● **Exercise directions**:
Exact copies of the records below are needed, free of pictures.
-- Supplied data follows --
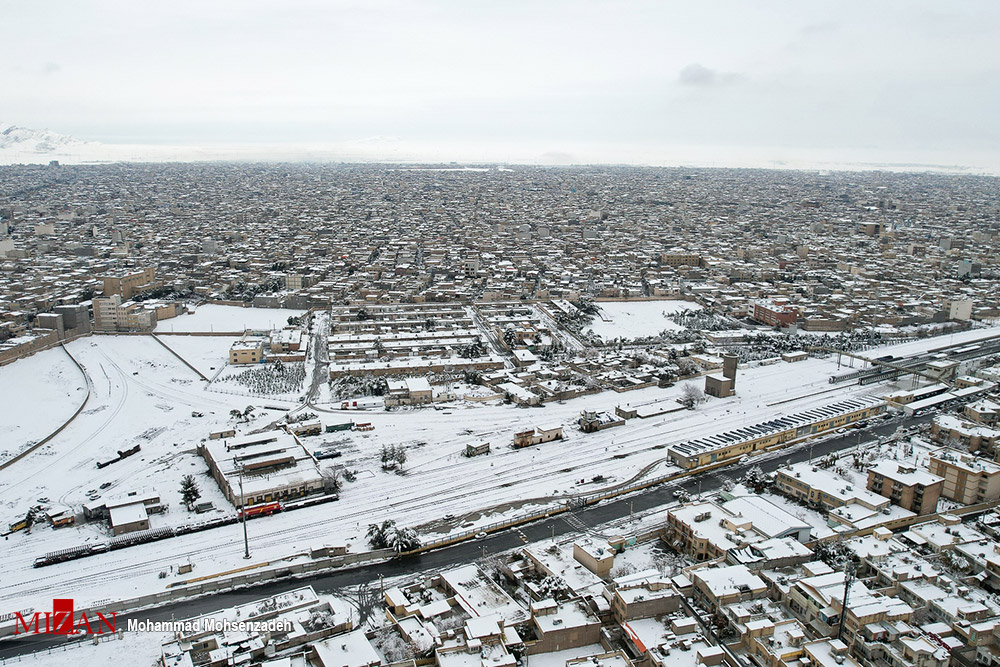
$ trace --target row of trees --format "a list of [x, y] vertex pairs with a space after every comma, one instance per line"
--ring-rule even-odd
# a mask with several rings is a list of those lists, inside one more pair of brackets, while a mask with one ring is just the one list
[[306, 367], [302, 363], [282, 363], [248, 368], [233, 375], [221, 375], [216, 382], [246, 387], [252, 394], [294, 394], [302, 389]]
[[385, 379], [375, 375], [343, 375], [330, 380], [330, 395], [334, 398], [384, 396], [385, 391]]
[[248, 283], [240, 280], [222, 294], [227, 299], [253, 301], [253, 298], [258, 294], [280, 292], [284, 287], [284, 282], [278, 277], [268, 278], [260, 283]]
-- Supplied data concluded --
● **Exercise solution**:
$ trace --target row of trees --format "a list of [x, y] vertex pairs with a space after every comma, one instance per line"
--ring-rule even-odd
# a mask with several rings is a list of those lists, inside one more pair of brackets, while a mask with one ring is just the one list
[[306, 367], [302, 363], [282, 363], [248, 368], [233, 375], [221, 375], [216, 382], [246, 387], [252, 394], [294, 394], [302, 389]]
[[385, 379], [375, 375], [343, 375], [330, 380], [330, 395], [334, 398], [384, 396], [385, 391]]
[[248, 283], [240, 280], [222, 294], [227, 299], [253, 301], [253, 298], [258, 294], [280, 292], [284, 287], [284, 282], [278, 277], [268, 278], [260, 283]]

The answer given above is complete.